---------- Data for this exercise ----------

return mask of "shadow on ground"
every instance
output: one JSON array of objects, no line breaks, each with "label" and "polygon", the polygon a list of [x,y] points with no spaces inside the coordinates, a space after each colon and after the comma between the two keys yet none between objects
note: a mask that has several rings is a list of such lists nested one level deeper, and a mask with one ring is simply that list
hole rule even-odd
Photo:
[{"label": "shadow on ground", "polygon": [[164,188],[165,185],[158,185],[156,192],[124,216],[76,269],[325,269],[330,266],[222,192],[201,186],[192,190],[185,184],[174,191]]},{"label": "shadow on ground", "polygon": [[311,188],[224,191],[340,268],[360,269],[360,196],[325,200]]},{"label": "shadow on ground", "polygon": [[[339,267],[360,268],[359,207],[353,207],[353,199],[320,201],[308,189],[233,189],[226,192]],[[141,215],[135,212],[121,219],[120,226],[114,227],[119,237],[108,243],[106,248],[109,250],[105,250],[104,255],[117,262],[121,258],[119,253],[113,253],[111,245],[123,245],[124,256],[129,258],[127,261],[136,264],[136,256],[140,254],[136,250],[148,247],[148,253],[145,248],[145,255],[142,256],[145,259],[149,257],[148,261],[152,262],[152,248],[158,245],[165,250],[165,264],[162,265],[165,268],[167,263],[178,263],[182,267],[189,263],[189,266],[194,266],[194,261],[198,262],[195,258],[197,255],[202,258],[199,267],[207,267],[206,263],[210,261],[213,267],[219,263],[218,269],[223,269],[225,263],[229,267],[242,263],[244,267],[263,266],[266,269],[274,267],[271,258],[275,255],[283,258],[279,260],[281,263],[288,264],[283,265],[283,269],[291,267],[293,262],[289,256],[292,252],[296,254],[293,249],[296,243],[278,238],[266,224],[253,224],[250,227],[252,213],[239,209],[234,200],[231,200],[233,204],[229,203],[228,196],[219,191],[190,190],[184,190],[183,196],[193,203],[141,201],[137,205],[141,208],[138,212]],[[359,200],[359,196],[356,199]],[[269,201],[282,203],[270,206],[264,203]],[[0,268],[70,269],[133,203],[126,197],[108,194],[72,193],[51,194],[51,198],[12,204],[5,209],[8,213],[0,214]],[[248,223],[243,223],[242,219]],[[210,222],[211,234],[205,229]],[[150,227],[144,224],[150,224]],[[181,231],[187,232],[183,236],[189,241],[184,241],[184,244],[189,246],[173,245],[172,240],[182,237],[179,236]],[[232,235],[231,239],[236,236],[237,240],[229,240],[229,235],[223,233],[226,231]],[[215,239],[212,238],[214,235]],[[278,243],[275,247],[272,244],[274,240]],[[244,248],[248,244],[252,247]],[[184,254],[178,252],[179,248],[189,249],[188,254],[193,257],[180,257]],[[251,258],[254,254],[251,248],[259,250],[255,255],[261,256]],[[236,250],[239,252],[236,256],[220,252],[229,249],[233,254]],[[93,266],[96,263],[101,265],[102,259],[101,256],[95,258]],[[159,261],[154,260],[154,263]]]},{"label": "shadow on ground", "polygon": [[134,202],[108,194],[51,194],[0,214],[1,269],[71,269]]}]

----------

## Aim of the exercise
Reproduce the complete data exactly as presented above.

## Reply
return mask of "shadow on ground"
every instance
output: one JSON array of objects, no line breaks, each with "label" and "polygon", the polygon a list of [x,y] points with no spaces inside the coordinates, a space after each colon and after the comma between the two keys yet none between objects
note: a mask that has several rings is a list of such lists nested one level deeper, and a mask with one ring is simply that list
hole rule even-odd
Photo:
[{"label": "shadow on ground", "polygon": [[164,188],[165,185],[158,185],[156,192],[124,216],[76,269],[325,269],[330,266],[222,192],[201,186],[192,190],[185,184],[174,191]]},{"label": "shadow on ground", "polygon": [[311,188],[224,191],[340,268],[360,269],[360,196],[325,200]]},{"label": "shadow on ground", "polygon": [[[339,267],[360,268],[359,207],[353,207],[353,199],[320,201],[308,189],[233,189],[226,192]],[[141,215],[135,212],[121,219],[120,226],[114,227],[119,237],[108,243],[106,248],[109,250],[105,250],[104,255],[117,262],[121,258],[119,253],[113,253],[111,245],[123,245],[124,256],[129,258],[127,261],[136,264],[136,256],[140,254],[136,250],[148,247],[148,253],[145,248],[145,255],[142,256],[145,259],[149,257],[148,261],[152,262],[152,248],[158,245],[165,250],[165,264],[162,265],[165,268],[167,263],[178,263],[182,267],[189,263],[189,266],[194,266],[194,261],[198,262],[195,258],[197,255],[202,258],[199,267],[207,267],[206,263],[210,261],[213,267],[219,263],[218,269],[223,269],[225,263],[229,267],[242,263],[244,267],[263,266],[266,269],[274,267],[271,258],[275,255],[283,258],[279,260],[281,263],[288,264],[283,265],[283,269],[291,267],[293,262],[289,256],[292,252],[296,254],[293,249],[296,243],[278,238],[266,224],[253,224],[250,227],[252,213],[239,209],[234,200],[231,200],[233,204],[229,203],[228,196],[219,191],[190,190],[184,190],[183,196],[193,203],[141,201],[137,205],[141,208],[138,212]],[[359,200],[359,196],[356,199]],[[269,201],[282,203],[270,206],[264,203]],[[0,268],[70,269],[133,203],[126,197],[108,194],[72,193],[51,194],[51,198],[12,204],[5,209],[8,213],[0,214]],[[248,223],[243,223],[242,219]],[[210,222],[211,234],[205,229]],[[150,227],[144,224],[150,224]],[[181,231],[187,232],[183,236],[189,241],[184,241],[184,244],[189,246],[173,245],[172,240],[182,237],[179,236]],[[232,235],[231,239],[236,236],[237,240],[229,240],[229,235],[223,233],[226,231]],[[215,239],[212,238],[214,235]],[[278,243],[275,247],[272,244],[274,240]],[[244,248],[248,244],[252,247]],[[184,254],[178,252],[179,248],[189,249],[188,254],[193,257],[180,257]],[[251,258],[254,254],[251,248],[259,250],[255,255],[261,256]],[[236,250],[239,252],[236,256],[220,252],[229,249],[233,254]],[[93,266],[96,263],[101,265],[102,259],[101,256],[95,258]],[[159,261],[154,260],[154,263]]]},{"label": "shadow on ground", "polygon": [[134,202],[108,194],[51,194],[0,214],[1,269],[71,269]]}]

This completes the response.